Vorliegender Textauszug ▸
=-=-=

Ein kaltes Vergnügen

 

 

Die Vorwarnungen waren so frühzeitig, das sollten wir nicht verpassen. (Dank an Jörg und Erland)

 

Also wurde am Freitag schon der Flieger vorbereitet, natürlich auch tanken – und peng, unser 2. Flächentank hat die

Dichtigkeitsprüfung auch nicht mehr bestanden. Also dann morgen nur mit Haupttank fliegen und schön sparsam mit

der Laufzeit umgehen!

 

Die Wetteroptik am Freitag kurz vor Sunset sah hinter dem Harz auch schon vielversprechend aus, also doch eher früher starten

und vielleicht mal die Chance zum Meißner zu fliegen? Die RASP-Karten sehen allerdings erst den Nachmittag mit wirklich guter

Wellenbildung voraus.

 

Der Samstagmorgen zeigt einen fast blauen Himmel und praktisch keine optischen Anzeichen von Welle. Der Wind ist allerdings

am Boden auf dem Platz schon mit Ca. 30 km/h aus SW und der Brocken meldet etwa um 50 km/h.

 

Nach den üblichen Vorbereitungen tauschen wir noch die Batterien der neuen Sauerstoffanlage und um 10.50 loc zieht uns die

Winde auf beachtliche 350m und das im letzen Drittel fast mit Standgas! Es pustet offenbar ganz schön. Mit laufendem Motor

durchfliegen wir sofort bis 1,5 m steigen. Östlich des Platzes lassen wir in 1000 msl schon nach 5 Minuten Ruhe einkehren

(das schont auch den Spritvorrat gewaltig!) und finden nach oben abnehmend +1,0 m die uns bis max 2000 msl tragen.

Der Himmel ist fast makellos blau und so können wir nur die bekannten Stellen absuchen um weiter nach oben zu kommen.

=-=-=

Zitieren Sie aus dem Flugbericht wortgetreu den Abschnitt von „Winde auf beachtliche“ bis „2000 msl tragen.“.

=-=-=

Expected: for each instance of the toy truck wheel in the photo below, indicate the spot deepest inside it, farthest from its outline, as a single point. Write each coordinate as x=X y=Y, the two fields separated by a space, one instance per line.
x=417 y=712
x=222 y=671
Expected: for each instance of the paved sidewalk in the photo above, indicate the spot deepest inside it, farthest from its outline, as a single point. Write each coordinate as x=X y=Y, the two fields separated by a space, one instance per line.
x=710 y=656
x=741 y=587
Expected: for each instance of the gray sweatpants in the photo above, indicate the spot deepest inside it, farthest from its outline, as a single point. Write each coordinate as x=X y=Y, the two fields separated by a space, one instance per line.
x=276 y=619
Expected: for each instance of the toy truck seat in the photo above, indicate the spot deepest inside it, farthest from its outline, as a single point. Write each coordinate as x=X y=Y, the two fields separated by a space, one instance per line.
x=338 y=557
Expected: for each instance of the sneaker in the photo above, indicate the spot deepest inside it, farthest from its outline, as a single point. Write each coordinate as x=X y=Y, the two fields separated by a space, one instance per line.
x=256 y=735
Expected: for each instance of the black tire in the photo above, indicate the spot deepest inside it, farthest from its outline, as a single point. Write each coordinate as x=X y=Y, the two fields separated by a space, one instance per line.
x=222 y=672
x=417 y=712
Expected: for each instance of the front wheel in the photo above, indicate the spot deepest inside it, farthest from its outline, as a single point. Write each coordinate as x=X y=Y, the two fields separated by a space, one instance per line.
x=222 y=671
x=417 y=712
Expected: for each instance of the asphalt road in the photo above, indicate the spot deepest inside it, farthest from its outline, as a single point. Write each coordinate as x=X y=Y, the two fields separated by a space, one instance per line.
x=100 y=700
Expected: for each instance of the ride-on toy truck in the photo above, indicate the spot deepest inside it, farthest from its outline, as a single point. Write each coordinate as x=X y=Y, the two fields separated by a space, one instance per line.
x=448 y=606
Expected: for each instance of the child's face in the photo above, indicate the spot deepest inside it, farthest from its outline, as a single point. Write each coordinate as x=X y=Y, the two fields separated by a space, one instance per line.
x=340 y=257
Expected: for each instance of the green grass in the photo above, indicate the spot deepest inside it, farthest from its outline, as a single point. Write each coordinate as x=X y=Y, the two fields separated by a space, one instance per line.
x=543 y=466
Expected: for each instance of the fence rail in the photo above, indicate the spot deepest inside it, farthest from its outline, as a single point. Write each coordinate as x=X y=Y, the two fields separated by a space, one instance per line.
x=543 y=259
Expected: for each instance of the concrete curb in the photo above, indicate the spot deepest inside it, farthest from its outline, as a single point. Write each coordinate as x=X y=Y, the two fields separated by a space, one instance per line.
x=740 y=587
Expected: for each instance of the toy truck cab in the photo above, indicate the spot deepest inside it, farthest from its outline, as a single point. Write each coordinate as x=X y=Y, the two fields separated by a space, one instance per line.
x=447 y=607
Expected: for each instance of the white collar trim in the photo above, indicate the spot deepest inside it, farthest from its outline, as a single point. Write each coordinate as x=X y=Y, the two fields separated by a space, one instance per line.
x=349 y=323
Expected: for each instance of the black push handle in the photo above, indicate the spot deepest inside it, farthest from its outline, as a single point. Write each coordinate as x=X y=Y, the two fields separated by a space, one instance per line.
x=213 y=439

=-=-=

Lösung ▸
Winde auf beachtliche 350m und das im letzen Drittel fast mit Standgas! Es pustet offenbar ganz schön. Mit laufendem Motor

durchfliegen wir sofort bis 1,5 m steigen. Östlich des Platzes lassen wir in 1000 msl schon nach 5 Minuten Ruhe einkehren

(das schont auch den Spritvorrat gewaltig!) und finden nach oben abnehmend +1,0 m die uns bis max 2000 msl tragen.